◆ Goal ◆
Find every line in the material below that contains the word "dishwasher" and copy each of those lines.

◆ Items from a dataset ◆
╭──

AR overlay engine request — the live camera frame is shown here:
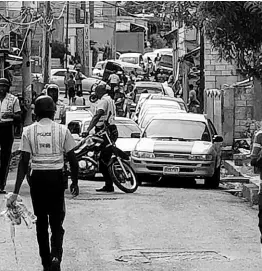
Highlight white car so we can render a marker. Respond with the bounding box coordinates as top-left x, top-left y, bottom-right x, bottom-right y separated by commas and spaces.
50, 69, 106, 94
137, 100, 186, 123
68, 117, 141, 155
138, 107, 184, 130
131, 113, 223, 188
65, 106, 93, 126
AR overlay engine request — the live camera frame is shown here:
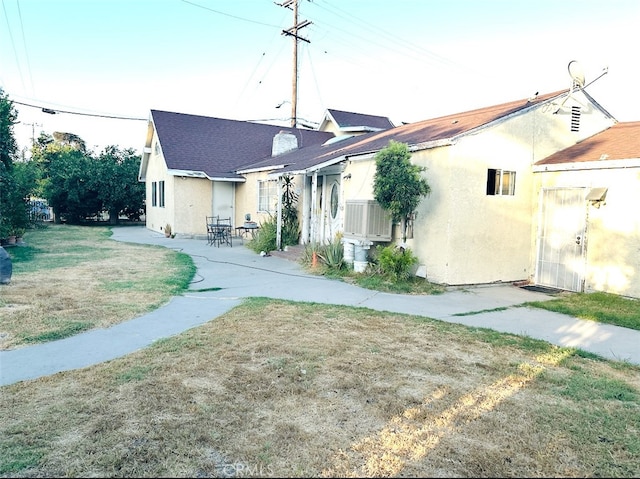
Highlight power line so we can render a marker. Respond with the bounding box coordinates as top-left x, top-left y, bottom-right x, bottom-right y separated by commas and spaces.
11, 100, 148, 121
182, 0, 280, 28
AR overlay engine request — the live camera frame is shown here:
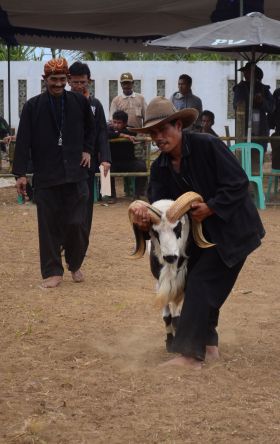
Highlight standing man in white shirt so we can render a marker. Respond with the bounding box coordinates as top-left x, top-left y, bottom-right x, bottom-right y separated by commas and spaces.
110, 72, 147, 128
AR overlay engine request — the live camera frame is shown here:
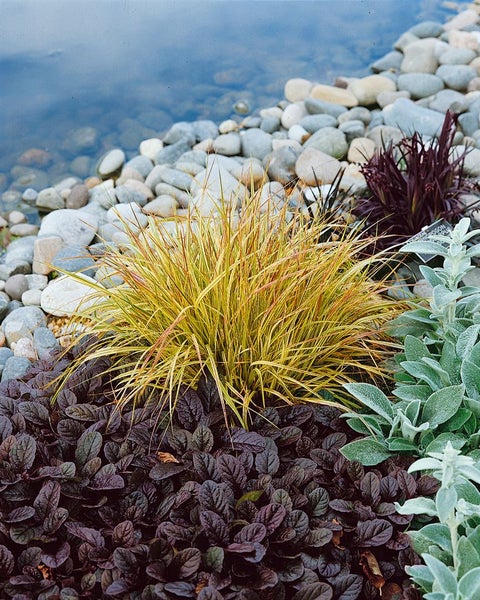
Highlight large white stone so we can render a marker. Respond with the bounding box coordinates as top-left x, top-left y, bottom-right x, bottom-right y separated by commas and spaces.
40, 273, 98, 317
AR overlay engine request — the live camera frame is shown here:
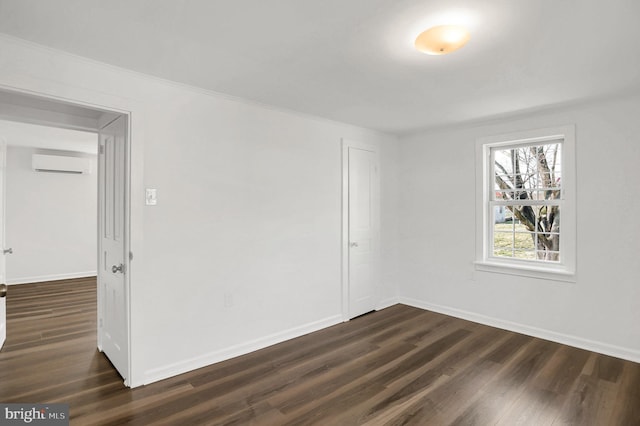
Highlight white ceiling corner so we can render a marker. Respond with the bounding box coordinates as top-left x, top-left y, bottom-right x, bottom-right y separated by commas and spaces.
0, 0, 640, 133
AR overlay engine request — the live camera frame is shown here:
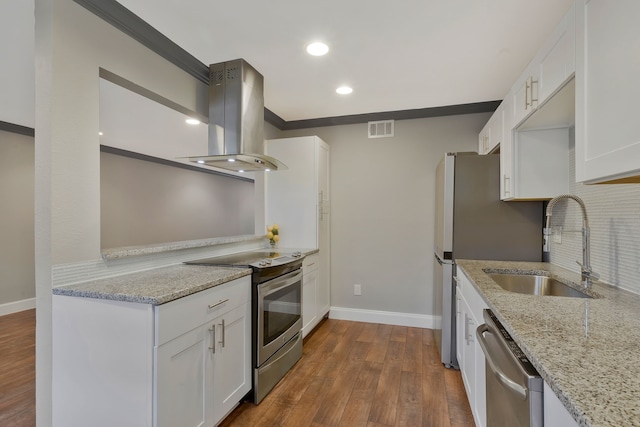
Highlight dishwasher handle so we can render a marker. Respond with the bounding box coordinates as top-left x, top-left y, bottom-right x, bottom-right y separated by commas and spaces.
476, 324, 528, 400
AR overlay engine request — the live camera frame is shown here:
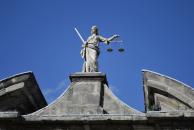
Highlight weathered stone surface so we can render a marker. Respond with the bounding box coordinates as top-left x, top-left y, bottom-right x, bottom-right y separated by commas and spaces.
25, 72, 143, 116
0, 72, 47, 114
0, 71, 194, 130
143, 70, 194, 111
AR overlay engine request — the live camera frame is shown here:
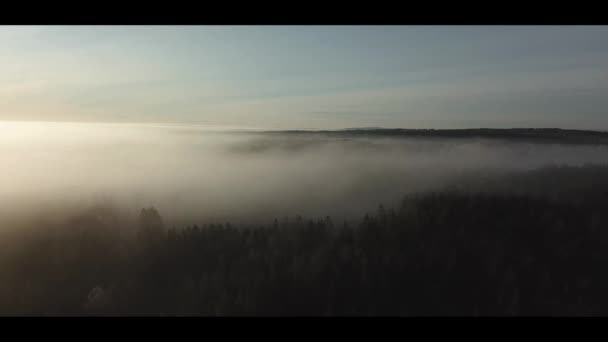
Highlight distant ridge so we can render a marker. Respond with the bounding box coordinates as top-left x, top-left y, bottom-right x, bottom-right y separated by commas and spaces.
263, 127, 608, 145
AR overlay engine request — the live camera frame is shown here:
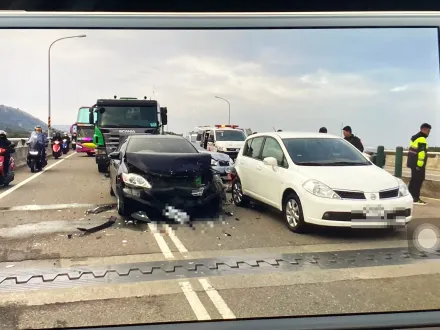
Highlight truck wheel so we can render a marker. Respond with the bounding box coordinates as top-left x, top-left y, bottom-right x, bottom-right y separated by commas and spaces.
98, 164, 108, 173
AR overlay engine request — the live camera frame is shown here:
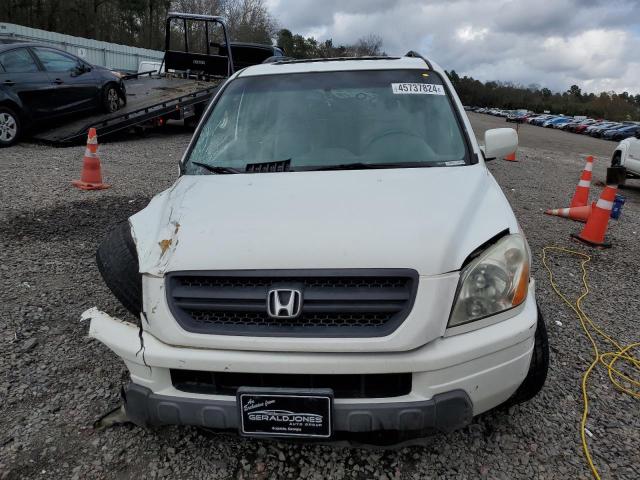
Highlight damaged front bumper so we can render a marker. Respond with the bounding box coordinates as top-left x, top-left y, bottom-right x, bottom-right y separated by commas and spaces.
83, 294, 537, 438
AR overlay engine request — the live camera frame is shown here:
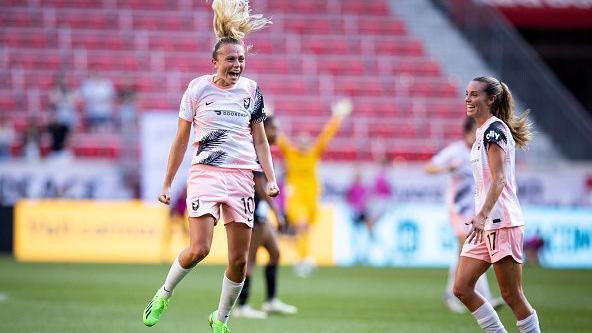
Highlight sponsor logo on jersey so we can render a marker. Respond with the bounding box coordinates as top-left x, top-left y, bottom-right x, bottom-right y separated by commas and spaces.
485, 130, 500, 141
214, 110, 249, 117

╰──

◆ Exercise answer ◆
Highlight dishwasher handle so we can render a marker. Respond with the bounding box coordinates as top-left x, top-left y, bottom-right x, bottom-right y separated by commas and spaces.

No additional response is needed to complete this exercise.